In this article, we’ll answer common questions regarding indemnification clauses in contracts, including “What is an indemnification clause?” and “How do I write a secure indemnification clause?” Indemnification clauses can appear confusing or intimidating and are often overlooked, as they contain unfamiliar legal jargon; continue reading to learn how to effectively navigate these clauses.
An indemnification clause is a common element of contracts, used to formally transfer the risk of potential liability from one party to another. Legally defined as, “to make reimbursement to one of a loss already incurred by him,” an indemnity clause states that one party agrees to “indemnify the other party,” or absorb the losses caused by the other party.
When you agree to indemnify someone, you are stating that if you or your agents do certain specified things that result in the other party experiencing monetary loss, damages, or a lawsuit from a third party, you agree to defend the other party and pay for all costs of the lawsuit including any damages they are required to pay as a result of the suit. You are also agreeing to pay the other party back for any out of pocket costs resulting from your wrongdoing.
Essentially, the indemnifying party is acting as an insurer, because the giver of the indemnity is monetarily responsible to the other party in the agreement for things that may go wrong.
Some of the most common types of indemnification clauses are:
Example A: Imagine that you are a business owner, and you hire a contractor to complete a few renovation projects. During construction, the contractor injures the local UPS driver and damages his vehicle. The UPS driver, a third party in this scenario, would likely sue both the contractor and your business, because the incident happened on your property. Let’s assume the case goes to trial, your company is found as not liable, and the contractor is found to be 100% responsible. At this point, you will have spent a lot of money defending yourself in the lawsuit. Depending on the indemnity clause you and the contractor agreed on, your company might be entitled to reimbursement from the contractor of all the money you put toward defending yourself in the lawsuit. If you had agreed to shift all liability costs to yourself in the contract, you would not be able to receive reimbursement, even though you had nothing to do with the incident. If you had indemnified the contractor, you would be responsible for all of his costs, on top of your own.
━━━━━━━━━━━━━━━━
Your tasks —
(a) Please transcribe the part of the indemnification article from "When you agree" to "from your wrongdoing.".
(b) Using the indemnification article, decide whether each statement agrees with it, and give the exact words that settle each one. (i) The article says indemnification clauses are often overlooked. (ii) In Example A, the injured UPS driver would likely sue only the contractor. (iii) The article compares the indemnifying party to an insurer.
(c) Resume the indemnification article with new text that follows its final sentence.
━━━━━━━━━━━━━━━━
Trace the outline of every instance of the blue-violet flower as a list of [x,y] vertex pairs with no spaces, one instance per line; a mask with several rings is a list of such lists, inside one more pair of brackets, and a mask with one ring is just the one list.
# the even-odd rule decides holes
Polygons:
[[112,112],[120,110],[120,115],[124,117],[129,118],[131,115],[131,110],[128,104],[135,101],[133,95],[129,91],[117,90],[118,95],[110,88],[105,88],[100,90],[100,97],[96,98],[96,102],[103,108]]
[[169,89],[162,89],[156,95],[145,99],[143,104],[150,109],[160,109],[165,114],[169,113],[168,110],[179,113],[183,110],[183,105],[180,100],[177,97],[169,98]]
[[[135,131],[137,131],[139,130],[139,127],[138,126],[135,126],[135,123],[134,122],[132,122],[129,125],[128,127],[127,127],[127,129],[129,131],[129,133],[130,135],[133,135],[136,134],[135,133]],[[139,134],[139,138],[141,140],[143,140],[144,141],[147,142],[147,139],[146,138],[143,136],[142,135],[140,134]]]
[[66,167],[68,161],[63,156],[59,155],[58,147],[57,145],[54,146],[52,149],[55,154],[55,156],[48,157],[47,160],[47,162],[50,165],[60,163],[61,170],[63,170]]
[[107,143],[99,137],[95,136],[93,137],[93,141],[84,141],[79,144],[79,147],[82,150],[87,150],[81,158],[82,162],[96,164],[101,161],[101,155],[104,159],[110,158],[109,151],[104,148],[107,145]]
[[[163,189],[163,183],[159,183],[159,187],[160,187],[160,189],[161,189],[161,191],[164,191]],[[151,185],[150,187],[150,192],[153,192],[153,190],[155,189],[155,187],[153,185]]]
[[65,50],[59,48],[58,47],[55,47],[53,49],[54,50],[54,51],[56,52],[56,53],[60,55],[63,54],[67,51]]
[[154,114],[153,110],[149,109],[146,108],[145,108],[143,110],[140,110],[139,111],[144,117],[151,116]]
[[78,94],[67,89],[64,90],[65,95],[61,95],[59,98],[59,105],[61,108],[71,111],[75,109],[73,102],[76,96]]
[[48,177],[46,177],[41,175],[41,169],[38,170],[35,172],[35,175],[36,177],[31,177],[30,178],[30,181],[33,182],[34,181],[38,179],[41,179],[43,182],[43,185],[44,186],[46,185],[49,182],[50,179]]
━━━━━━━━━━━━━━━━
In response —
(a)
When you agree to indemnify someone, you are stating that if you or your agents do certain specified things that result in the other party experiencing monetary loss, damages, or a lawsuit from a third party, you agree to defend the other party and pay for all costs of the lawsuit including any damages they are required to pay as a result of the suit. You are also agreeing to pay the other party back for any out of pocket costs resulting from your wrongdoing.

(b)
(i) Yes: "are often overlooked"
(ii) No: "would likely sue both the contractor and your business"
(iii) Yes: "the indemnifying party is acting as an insurer"

(c)
Example B: Imagine that you are a manufacturer of a technical gadget, and a distribution company sells your product for you. One day, your gadget malfunctions and explodes, injuring one of your customers. The injured customer then sues the distributor, because they sold your product to the customer. The distributor is then required to pay the customer a specified amount of money. If you provided indemnity for your distributor in the indemnity clause of your contract, the distributor would be able to turn around and request reimbursement from your company to replace the cost of paying to a third party. You might also be responsible for the distributor's court costs and legal fees along the way, depending on the fine print.
As you can see from these examples, indemnifying another party can become costly in a matter of seconds, especially if the clause is broadly worded and covers all claims, regardless of their merit.
If you’re considering indemnifying another party in a contract, consider the following:
Even if an indemnification clause doesn’t seem fair, most courts will enforce it. The court system usually says that the parties to the contract are free to allocate the risks whichever way they agree on. If both parties agree, the court will validate the current indemnity clause, even if one party seems to hold more risk than the other.
When indemnities are going both ways for all parties (both parties are giving an indemnity for some things and receiving indemnity for others in the same agreement), it’s important to balance the risks and rewards evenly.
Never try to cover third parties and circumstances beyond the ordinary breach circumstances actionable under common law. There is no need for you to guarantee indemnity for the other party where common law would demand the same action. By protecting these one-off scenarios, circumstances may branch into unintended onerous obligations where common law cannot otherwise impose.
Be as clear as possible when drafting an indemnity clause. Any ambiguity in the contract presents a risk that the indemnity cannot cover losses that the receiving party is counting on. Ambiguity is also risky for the indemnifier, as they may be required to indemnify losses that were never considered or agreed upon. When it comes to commercial negotiations, document the entire scope of the negotiated indemnity and identify exact coverage.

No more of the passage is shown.